** Text to read **
[Start]

A day in the life of our onsite manager

Our Business and Infrastructure Services team lead the day-to-day property management at Ginninderra. Our onsite manager works closely with our research team and conservation partners to manage and maintain the property.

In this update, we share more about the role of our onsite manager including the projects they support, ongoing site maintenance and some of their day-to-day highlights and challenges working with the site’s flora and fauna.

Maintenance and monitoring in high value conservation areas

Our onsite manager noticed that one of the Little Eagles (Hieraaetus morphnoides) was visiting the site in August. It is the female Little Eagle known as V4 which has a tracker fitted. It is light in colour with white on the underside of its wings. This monitoring is ongoing and very enjoyable to take part in. You can read our latest Little Eagle update to find out more about their recent movements.

A female little eagle flying.

A female Little Eagle known as V4 flying over Ginninderra in August 2022 .


Following the heavy rainfall this year, soil moisture is at capacity and the conservation areas are doing well as a result. We’re expecting good spring growth.

The sheep at Ginninderra are a mix of Merino and crossbred ewes and play a key role in managing the conservation areas. They are used for pulse grazing over the autumn to reduce bulk biomass and open the conservation areas up for new growth. This helps to manage fire risk.

The Box Gum Grassy Woodland and Mongarlowe Mallee conservation and planting areas are fenced off to limit access by livestock and kangaroos. The fences are maintained through regular inspections and carrying out repairs when needed. We have roof tiles placed around Ginninderra to provide protection and shelter for Striped Legless Lizards (Delma impar). These occasionally need to be restacked after livestock or wildlife have been in the paddock.

Grassland restoration project run by the Ginninderra Catchment Group

This project is working to determine best-practice management regimes for restoring ecological conditions of remnant native grasslands in urban environments. Dr Ken Hodgkinson, Honorary Research Fellow with CSIRO Land and Water, is coordinating this research.

These trials have four management treatments – low or high mow in November, biennial spring burn, biennial autumn burn and a control. Our onsite manager’s contribution is to mow or slash plots and the fire breaks around them every three months. They also coordinate with Ken, CSIRO ecologists and the Rural Fire Brigades when burns are conducted to manage weed control.

The last 15 months have been a challenge with the La Nina weather pattern. Vehicle access has been limited at times due to flooding and muddy ground.

Weed management

To help prevent weeds, biosecurity plans are implemented for visitors, contractors, vehicles, wildlife and livestock to eliminate seeds and pests being brought in. Weed management is especially important in the conservation areas.

Inspecting the boundary fences and maintaining them to prevent unauthorised entry to the site also assists with weed management.

Our onsite manager has shared some of more of their recent photographs from around Ginninderra below.

[End]

** Provided material **

[Start]

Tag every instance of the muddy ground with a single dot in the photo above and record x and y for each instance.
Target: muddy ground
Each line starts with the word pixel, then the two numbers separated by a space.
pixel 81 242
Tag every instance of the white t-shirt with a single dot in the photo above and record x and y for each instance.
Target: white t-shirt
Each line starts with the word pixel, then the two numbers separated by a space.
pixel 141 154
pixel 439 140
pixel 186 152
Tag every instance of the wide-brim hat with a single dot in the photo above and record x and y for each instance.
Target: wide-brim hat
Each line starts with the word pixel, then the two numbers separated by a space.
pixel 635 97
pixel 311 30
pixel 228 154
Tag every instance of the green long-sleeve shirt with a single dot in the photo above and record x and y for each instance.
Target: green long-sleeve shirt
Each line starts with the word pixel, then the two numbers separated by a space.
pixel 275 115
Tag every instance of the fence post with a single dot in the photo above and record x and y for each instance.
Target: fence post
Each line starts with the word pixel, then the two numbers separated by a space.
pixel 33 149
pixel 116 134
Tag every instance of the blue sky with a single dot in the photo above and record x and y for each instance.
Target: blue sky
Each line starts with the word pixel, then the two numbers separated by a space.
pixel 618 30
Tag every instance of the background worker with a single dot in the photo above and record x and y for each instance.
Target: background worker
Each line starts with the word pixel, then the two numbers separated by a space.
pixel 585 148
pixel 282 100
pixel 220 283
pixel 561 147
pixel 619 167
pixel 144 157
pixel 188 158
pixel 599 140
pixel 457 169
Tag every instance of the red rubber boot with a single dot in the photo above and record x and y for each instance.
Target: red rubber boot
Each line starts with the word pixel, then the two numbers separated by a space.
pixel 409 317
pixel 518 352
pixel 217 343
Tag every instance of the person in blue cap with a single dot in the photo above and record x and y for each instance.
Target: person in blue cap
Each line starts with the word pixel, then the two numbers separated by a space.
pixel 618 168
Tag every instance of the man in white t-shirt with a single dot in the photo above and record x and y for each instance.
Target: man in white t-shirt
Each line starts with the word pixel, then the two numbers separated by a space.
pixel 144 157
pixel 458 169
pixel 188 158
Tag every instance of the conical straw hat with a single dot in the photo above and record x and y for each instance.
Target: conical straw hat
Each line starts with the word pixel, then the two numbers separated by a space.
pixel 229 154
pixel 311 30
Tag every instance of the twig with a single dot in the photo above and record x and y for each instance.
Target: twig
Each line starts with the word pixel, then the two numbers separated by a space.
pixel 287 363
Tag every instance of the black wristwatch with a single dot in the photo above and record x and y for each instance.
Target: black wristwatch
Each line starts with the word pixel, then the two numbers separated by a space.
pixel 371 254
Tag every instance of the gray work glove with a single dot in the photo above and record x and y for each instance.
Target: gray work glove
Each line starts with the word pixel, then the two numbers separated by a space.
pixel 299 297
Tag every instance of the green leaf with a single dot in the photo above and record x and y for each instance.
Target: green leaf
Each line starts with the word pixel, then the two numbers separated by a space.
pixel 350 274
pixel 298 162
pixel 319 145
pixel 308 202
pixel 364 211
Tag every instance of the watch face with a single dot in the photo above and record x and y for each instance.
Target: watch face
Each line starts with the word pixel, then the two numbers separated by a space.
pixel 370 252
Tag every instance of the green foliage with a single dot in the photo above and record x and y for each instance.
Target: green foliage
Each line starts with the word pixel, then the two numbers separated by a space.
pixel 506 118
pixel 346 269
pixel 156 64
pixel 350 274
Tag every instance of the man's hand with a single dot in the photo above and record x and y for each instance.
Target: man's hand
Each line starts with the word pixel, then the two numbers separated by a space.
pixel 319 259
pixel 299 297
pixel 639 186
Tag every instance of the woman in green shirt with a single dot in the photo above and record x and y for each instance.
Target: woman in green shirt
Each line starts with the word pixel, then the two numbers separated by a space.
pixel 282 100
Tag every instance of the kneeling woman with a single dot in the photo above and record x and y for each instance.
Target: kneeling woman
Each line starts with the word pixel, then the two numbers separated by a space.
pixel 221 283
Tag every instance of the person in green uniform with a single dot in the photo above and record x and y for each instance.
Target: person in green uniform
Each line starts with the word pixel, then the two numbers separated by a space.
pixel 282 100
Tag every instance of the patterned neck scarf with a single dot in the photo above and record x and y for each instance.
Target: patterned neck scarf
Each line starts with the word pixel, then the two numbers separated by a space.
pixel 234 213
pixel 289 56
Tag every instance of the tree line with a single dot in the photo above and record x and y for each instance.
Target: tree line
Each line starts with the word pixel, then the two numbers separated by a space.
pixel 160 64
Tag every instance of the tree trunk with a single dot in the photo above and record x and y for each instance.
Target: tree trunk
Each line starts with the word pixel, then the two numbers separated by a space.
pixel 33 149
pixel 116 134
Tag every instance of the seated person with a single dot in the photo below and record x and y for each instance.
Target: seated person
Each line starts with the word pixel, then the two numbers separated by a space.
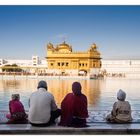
pixel 74 108
pixel 17 112
pixel 121 112
pixel 43 110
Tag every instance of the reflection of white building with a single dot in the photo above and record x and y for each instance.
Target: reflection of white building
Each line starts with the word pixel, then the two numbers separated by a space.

[End]

** Given exercise 1 **
Decide whether each statement agrees with the Ginninderra text, answering yes or no and quoting the text's deciding words: (a) The sheep at Ginninderra include Merino ewes. (b) The onsite manager mows the trial plots every six months. (c) Roof tiles around the site give shelter to Striped Legless Lizards.
** Given exercise 2 **
Write the next part of the Ginninderra text, starting after its last sentence.
The rows have no role in this exercise.

** Final answer 1 **
(a) Yes: "The sheep at Ginninderra are a mix of Merino and crossbred ewes"
(b) No: "mow or slash plots and the fire breaks around them every three months"
(c) Yes: "We have roof tiles placed around Ginninderra to provide protection and shelter for Striped Legless Lizards (Delma impar)."

** Final answer 2 **
Tree with wood ducks sitting in it.

Australian Wood Duck (Chenonetta jubata) perched in a eucalyptus tree – these old large eucalypts with hollows are an important nesting site for laying their eggs.

Water tanks with a purple sunset behind them

Water tanks at sunset.

An echidna walking through a field of grass.

A Short-beaked Echidna (Tachyglossus aculeatus) at Ginninderra.

A herd of sheep walking in a sunny field.

The sheep at Ginninderra are a mix of Merino and crossbred ewes and play a key role in the conservation management of the site.

The Little Eagles return to Ginninderra for spring breeding

After travelling over 2500km since January, our satellite tagged male Little Eagle (Hieraaetus morphnoides) has recently returned to Ginninderra for the breeding season. Our tagged female was less adventurous, travelling only 17km and making the most of the prey around Fyshwick.

Jacqui Stol, Senior Experimental Scientist with CSIRO Land and Water, provided us with all the details about the Little Eagles movements since our last update in November 2021.

Travels of the Little Eagles from November 2021 – August 2022

The entire family of raptors at Ginninderra were successfully satellite tagged starting with the Ginninderra female known as V4 on 26 August 2019, the Ginninderra male known as Y4 on 28 January 2021 and the fledgling known as V6 also in January 2021. Unfortunately V6 died in autumn 2021 in western Queensland during a seasonal migration. The operational life of a satellite tracker averages 3 years, so we’re really pleased that our trackers are still in place and working.

In November 2021 the Ginninderra female and male moved into their old nest location in a conservation area near the Ginninderra shearing shed. This breeding event was unsuccessful and they moved into another conservation area in the north west of Ginninderra where they successfully hatched an egg but unfortunately the chick died. The wet, stormy and windy conditions over the breeding season are likely to be the cause as the young birds are vulnerable to poor weather and adults are limited in the amount of prey they can catch.

A second pair of Little Eagles have taken up residence and built a nest near the old police precinct area on Ginninderra East. The male, known as Z4 Pegasus, is also satellite tagged. It normally resides in West Belconnen near the Pegasus Farm Riding for the Disabled. The pair hatched an egg, but the chick died during the violent Murrumbateman / West Belconnen storm in January.

In late January, both the Ginninderra eagles left their breeding territory to fly to their regular autumn / winter locations – Fyshwick for the female (V4) and around Daly Waters in the Northern Territory for the male (Y4). This happened earlier than normal, perhaps because of the unsuccessful breeding attempt. The male travelled 2500km over two weeks. The female only travelled 17km which aligns with previous behaviour.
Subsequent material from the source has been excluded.